> [Excerpted records]:
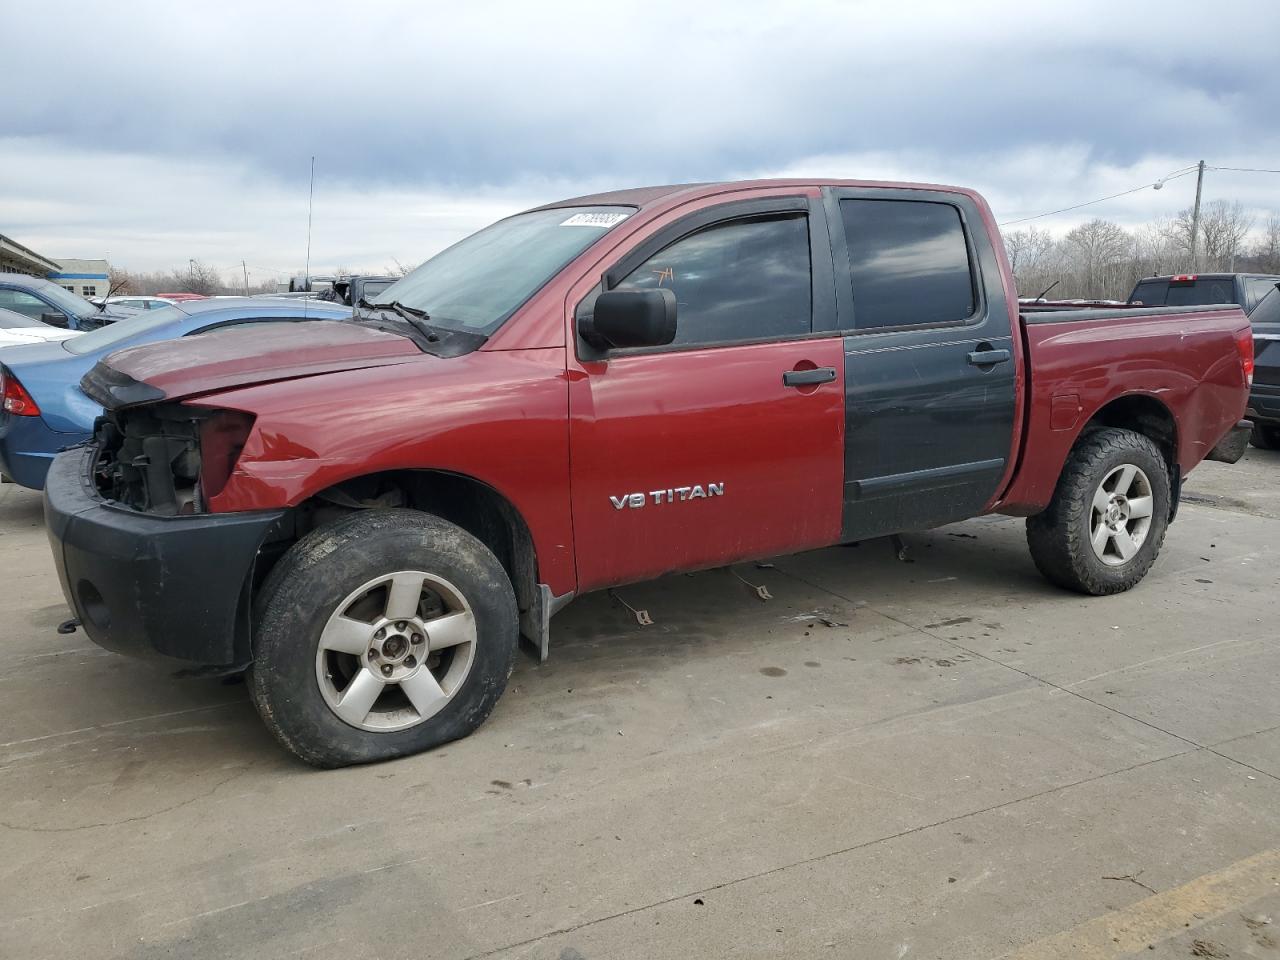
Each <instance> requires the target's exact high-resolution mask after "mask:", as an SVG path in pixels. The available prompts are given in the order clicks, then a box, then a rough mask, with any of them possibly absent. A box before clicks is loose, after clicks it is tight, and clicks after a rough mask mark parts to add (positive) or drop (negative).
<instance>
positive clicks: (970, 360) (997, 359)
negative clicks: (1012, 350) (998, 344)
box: [969, 349, 1012, 366]
mask: <svg viewBox="0 0 1280 960" xmlns="http://www.w3.org/2000/svg"><path fill="white" fill-rule="evenodd" d="M1011 357H1012V353H1010V352H1009V351H1007V349H975V351H974V352H973V353H970V355H969V364H970V365H972V366H995V365H996V364H1007V362H1009V361H1010V358H1011Z"/></svg>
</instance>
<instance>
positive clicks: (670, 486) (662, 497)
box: [609, 481, 724, 509]
mask: <svg viewBox="0 0 1280 960" xmlns="http://www.w3.org/2000/svg"><path fill="white" fill-rule="evenodd" d="M723 495H724V483H723V481H721V483H718V484H707V485H705V486H704V485H703V484H694V485H692V486H668V488H667V489H666V490H649V493H625V494H622V495H621V497H614V495H613V494H609V503H612V504H613V509H623V508H627V507H630V508H631V509H640V508H641V507H646V506H649V503H653V504H654V506H660V504H664V503H677V502H684V500H704V499H707V498H708V497H723Z"/></svg>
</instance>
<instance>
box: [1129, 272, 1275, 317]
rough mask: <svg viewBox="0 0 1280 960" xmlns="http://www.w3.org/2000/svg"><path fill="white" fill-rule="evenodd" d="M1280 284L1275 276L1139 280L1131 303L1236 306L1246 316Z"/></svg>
mask: <svg viewBox="0 0 1280 960" xmlns="http://www.w3.org/2000/svg"><path fill="white" fill-rule="evenodd" d="M1276 283H1280V275H1274V274H1176V275H1174V276H1147V278H1144V279H1142V280H1138V284H1137V285H1135V287H1134V288H1133V293H1130V294H1129V302H1130V303H1142V305H1144V306H1148V307H1190V306H1204V305H1208V303H1238V305H1239V306H1240V307H1242V308H1243V310H1244V312H1245V315H1249V314H1252V312H1253V311H1254V308H1256V307H1257V306H1258V303H1261V302H1262V298H1263V297H1266V296H1267V294H1268V293H1270V292H1271V291H1274V289H1275V287H1276Z"/></svg>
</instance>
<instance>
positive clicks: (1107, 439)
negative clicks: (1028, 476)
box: [1027, 428, 1170, 596]
mask: <svg viewBox="0 0 1280 960" xmlns="http://www.w3.org/2000/svg"><path fill="white" fill-rule="evenodd" d="M1169 512H1170V484H1169V467H1167V466H1166V463H1165V458H1164V457H1162V456H1161V453H1160V449H1158V448H1157V447H1156V444H1155V443H1152V442H1151V439H1149V438H1147V436H1143V435H1142V434H1138V433H1134V431H1133V430H1120V429H1114V428H1108V429H1105V430H1097V431H1094V433H1091V434H1088V435H1087V436H1084V438H1082V439H1080V440H1079V442H1078V443H1076V444H1075V448H1074V449H1073V451H1071V454H1070V456H1069V457H1068V461H1066V466H1064V467H1062V475H1061V476H1060V477H1059V481H1057V489H1056V490H1055V492H1053V499H1052V500H1051V502H1050V506H1048V508H1047V509H1046V511H1044V512H1043V513H1038V515H1036V516H1034V517H1029V518H1028V520H1027V544H1028V545H1029V547H1030V552H1032V559H1033V561H1036V567H1037V568H1038V570H1039V572H1041V573H1042V575H1043V576H1044V579H1046V580H1048V581H1050V582H1053V584H1057V585H1059V586H1064V588H1066V589H1069V590H1078V591H1079V593H1084V594H1093V595H1096V596H1102V595H1105V594H1116V593H1121V591H1124V590H1128V589H1129V588H1132V586H1134V585H1135V584H1137V582H1138V581H1139V580H1142V579H1143V577H1144V576H1146V575H1147V571H1148V570H1151V564H1152V563H1155V562H1156V556H1157V554H1158V553H1160V547H1161V544H1162V543H1164V540H1165V530H1166V529H1167V526H1169Z"/></svg>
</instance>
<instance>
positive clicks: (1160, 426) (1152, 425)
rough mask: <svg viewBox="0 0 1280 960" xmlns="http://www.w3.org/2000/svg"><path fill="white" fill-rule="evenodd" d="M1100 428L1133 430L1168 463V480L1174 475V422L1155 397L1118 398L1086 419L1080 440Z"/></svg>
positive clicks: (1174, 467) (1173, 420)
mask: <svg viewBox="0 0 1280 960" xmlns="http://www.w3.org/2000/svg"><path fill="white" fill-rule="evenodd" d="M1103 426H1116V428H1121V429H1125V430H1133V431H1135V433H1139V434H1143V435H1144V436H1147V438H1148V439H1151V440H1152V442H1153V443H1155V444H1156V445H1157V447H1160V452H1161V453H1164V454H1165V462H1167V463H1169V472H1170V476H1174V475H1175V474H1176V471H1178V421H1176V420H1174V415H1172V413H1170V412H1169V407H1166V406H1165V404H1164V403H1161V402H1160V401H1158V399H1156V398H1155V397H1148V396H1144V394H1129V396H1128V397H1119V398H1116V399H1114V401H1111V402H1110V403H1107V404H1106V406H1105V407H1102V408H1101V410H1100V411H1098V412H1097V413H1094V415H1093V416H1092V417H1089V422H1087V424H1085V425H1084V429H1083V430H1082V431H1080V436H1084V435H1085V434H1088V433H1091V431H1092V430H1096V429H1098V428H1103Z"/></svg>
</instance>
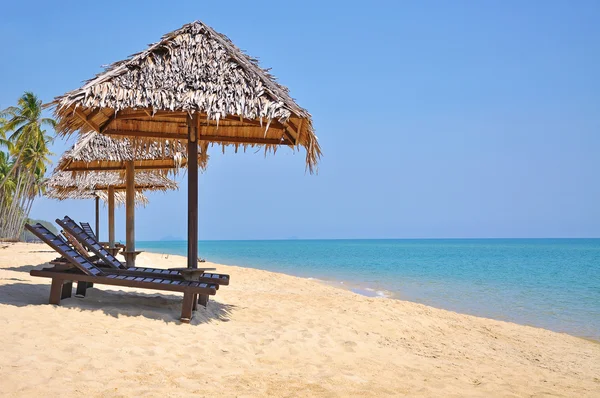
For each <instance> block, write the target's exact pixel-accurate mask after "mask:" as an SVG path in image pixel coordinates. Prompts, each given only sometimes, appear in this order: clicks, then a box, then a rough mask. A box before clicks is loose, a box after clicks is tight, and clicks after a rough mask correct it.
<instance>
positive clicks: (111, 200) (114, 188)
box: [98, 187, 115, 249]
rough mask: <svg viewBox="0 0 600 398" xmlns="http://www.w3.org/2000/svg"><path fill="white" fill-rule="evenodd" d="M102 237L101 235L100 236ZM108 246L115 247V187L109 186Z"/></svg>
mask: <svg viewBox="0 0 600 398" xmlns="http://www.w3.org/2000/svg"><path fill="white" fill-rule="evenodd" d="M98 239H100V237H98ZM108 247H110V248H111V249H114V247H115V188H114V187H108Z"/></svg>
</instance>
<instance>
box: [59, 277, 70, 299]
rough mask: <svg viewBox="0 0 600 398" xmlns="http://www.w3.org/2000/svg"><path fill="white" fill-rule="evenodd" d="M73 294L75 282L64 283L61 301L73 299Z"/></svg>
mask: <svg viewBox="0 0 600 398" xmlns="http://www.w3.org/2000/svg"><path fill="white" fill-rule="evenodd" d="M71 294H73V281H64V283H63V287H62V292H61V294H60V298H61V300H62V299H65V298H69V297H71Z"/></svg>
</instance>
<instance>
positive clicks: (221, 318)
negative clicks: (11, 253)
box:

> [Problem description]: Copy all of the rows above word for word, leaving out the pictures.

> [Answer space]:
Each <instance> requires the target's exact high-resolution mask after "mask:", as an SVG path in pixels. The available prompts are given in the order clicks, then a box, then a rough mask, with any of them possibly absent. A box before clicks is loose, after clicks it is tight, and clicks after a rough mask mark parts to add (positive) or drop (negative).
<instance>
positive clicks: (970, 360) (997, 359)
negative clicks: (1012, 350) (998, 344)
box: [969, 349, 1012, 366]
mask: <svg viewBox="0 0 1280 960" xmlns="http://www.w3.org/2000/svg"><path fill="white" fill-rule="evenodd" d="M1011 357H1012V353H1010V352H1009V351H1007V349H975V351H974V352H973V353H970V355H969V364H970V365H972V366H995V365H996V364H1007V362H1009V361H1010V358H1011Z"/></svg>
</instance>
<instance>
positive clicks: (670, 486) (662, 497)
box: [609, 481, 724, 509]
mask: <svg viewBox="0 0 1280 960" xmlns="http://www.w3.org/2000/svg"><path fill="white" fill-rule="evenodd" d="M723 495H724V483H723V481H721V483H718V484H707V485H705V486H704V485H703V484H694V485H692V486H668V488H667V489H666V490H649V493H625V494H622V495H621V497H614V495H613V494H609V503H612V504H613V509H623V508H627V507H630V508H631V509H640V508H641V507H646V506H649V503H653V504H654V506H660V504H664V503H677V502H684V500H704V499H707V498H708V497H723Z"/></svg>
</instance>
<instance>
box: [1129, 272, 1275, 317]
rough mask: <svg viewBox="0 0 1280 960" xmlns="http://www.w3.org/2000/svg"><path fill="white" fill-rule="evenodd" d="M1280 284L1275 276L1139 280L1131 303L1236 306L1246 316Z"/></svg>
mask: <svg viewBox="0 0 1280 960" xmlns="http://www.w3.org/2000/svg"><path fill="white" fill-rule="evenodd" d="M1276 283H1280V275H1274V274H1176V275H1174V276H1147V278H1144V279H1142V280H1138V284H1137V285H1135V287H1134V288H1133V293H1130V294H1129V302H1130V303H1142V305H1144V306H1148V307H1190V306H1204V305H1208V303H1238V305H1239V306H1240V307H1242V308H1243V310H1244V312H1245V315H1249V314H1252V312H1253V311H1254V308H1256V307H1257V306H1258V303H1261V302H1262V298H1263V297H1266V296H1267V294H1268V293H1270V292H1271V291H1274V289H1275V287H1276Z"/></svg>
</instance>
<instance>
positive clicks: (1107, 439)
negative clicks: (1028, 476)
box: [1027, 428, 1170, 596]
mask: <svg viewBox="0 0 1280 960" xmlns="http://www.w3.org/2000/svg"><path fill="white" fill-rule="evenodd" d="M1169 512H1170V484H1169V467H1167V466H1166V463H1165V458H1164V457H1162V456H1161V453H1160V449H1158V448H1157V447H1156V444H1155V443H1152V442H1151V439H1149V438H1147V436H1143V435H1142V434H1138V433H1134V431H1133V430H1120V429H1114V428H1108V429H1105V430H1097V431H1094V433H1091V434H1088V435H1087V436H1084V438H1082V439H1080V440H1079V442H1078V443H1076V444H1075V448H1074V449H1073V451H1071V454H1070V456H1069V457H1068V461H1066V466H1064V467H1062V475H1061V476H1060V477H1059V481H1057V489H1056V490H1055V492H1053V499H1052V500H1051V502H1050V506H1048V508H1047V509H1046V511H1044V512H1043V513H1038V515H1036V516H1034V517H1029V518H1028V520H1027V544H1028V545H1029V547H1030V552H1032V559H1033V561H1036V567H1037V568H1038V570H1039V572H1041V573H1042V575H1043V576H1044V579H1046V580H1048V581H1050V582H1053V584H1057V585H1059V586H1064V588H1066V589H1069V590H1078V591H1079V593H1084V594H1093V595H1096V596H1102V595H1105V594H1116V593H1121V591H1124V590H1128V589H1129V588H1132V586H1134V585H1135V584H1137V582H1138V581H1139V580H1142V579H1143V577H1144V576H1146V575H1147V571H1148V570H1151V564H1152V563H1155V562H1156V556H1157V554H1158V553H1160V547H1161V544H1162V543H1164V540H1165V530H1166V529H1167V526H1169Z"/></svg>
</instance>
<instance>
positive clicks: (1160, 426) (1152, 425)
rough mask: <svg viewBox="0 0 1280 960" xmlns="http://www.w3.org/2000/svg"><path fill="white" fill-rule="evenodd" d="M1100 428L1133 430L1168 463V480L1174 475V422L1155 397L1118 398L1086 419L1080 440Z"/></svg>
positive clicks: (1174, 467) (1173, 420)
mask: <svg viewBox="0 0 1280 960" xmlns="http://www.w3.org/2000/svg"><path fill="white" fill-rule="evenodd" d="M1103 426H1116V428H1121V429H1125V430H1133V431H1135V433H1139V434H1143V435H1144V436H1147V438H1148V439H1151V440H1152V442H1153V443H1155V444H1156V445H1157V447H1160V452H1161V453H1164V454H1165V462H1167V463H1169V472H1170V476H1174V475H1175V474H1176V471H1178V421H1176V420H1174V415H1172V413H1170V412H1169V407H1166V406H1165V404H1164V403H1161V402H1160V401H1158V399H1156V398H1155V397H1148V396H1144V394H1129V396H1128V397H1119V398H1116V399H1114V401H1111V402H1110V403H1107V404H1106V406H1105V407H1102V408H1101V410H1100V411H1098V412H1097V413H1094V415H1093V416H1092V417H1089V422H1087V424H1085V425H1084V429H1083V430H1082V431H1080V436H1084V435H1085V434H1088V433H1091V431H1092V430H1096V429H1098V428H1103Z"/></svg>
</instance>
For each <instance> block, write the target's exact pixel-accurate mask after "mask:" as an SVG path in image pixel coordinates. Prompts, each given only sometimes, appear in this order: clicks, then a box, then a rough mask. A box before clicks is loose, a box after clicks is tight, and clicks after a rough mask correct it.
<instance>
positive clicks: (111, 200) (114, 188)
box: [98, 187, 115, 249]
rough mask: <svg viewBox="0 0 600 398" xmlns="http://www.w3.org/2000/svg"><path fill="white" fill-rule="evenodd" d="M102 237L101 235L100 236ZM108 246L115 247V187L109 186Z"/></svg>
mask: <svg viewBox="0 0 600 398" xmlns="http://www.w3.org/2000/svg"><path fill="white" fill-rule="evenodd" d="M98 239H100V237H98ZM108 247H110V248H111V249H114V247H115V188H114V187H108Z"/></svg>
</instance>
<instance>
box: [59, 277, 70, 299]
rough mask: <svg viewBox="0 0 600 398" xmlns="http://www.w3.org/2000/svg"><path fill="white" fill-rule="evenodd" d="M73 294L75 282L64 283L61 301L73 299Z"/></svg>
mask: <svg viewBox="0 0 600 398" xmlns="http://www.w3.org/2000/svg"><path fill="white" fill-rule="evenodd" d="M71 294H73V281H64V283H63V287H62V292H61V294H60V298H61V300H62V299H65V298H69V297H71Z"/></svg>
</instance>
<instance>
positive clicks: (221, 318)
negative clicks: (11, 253)
box:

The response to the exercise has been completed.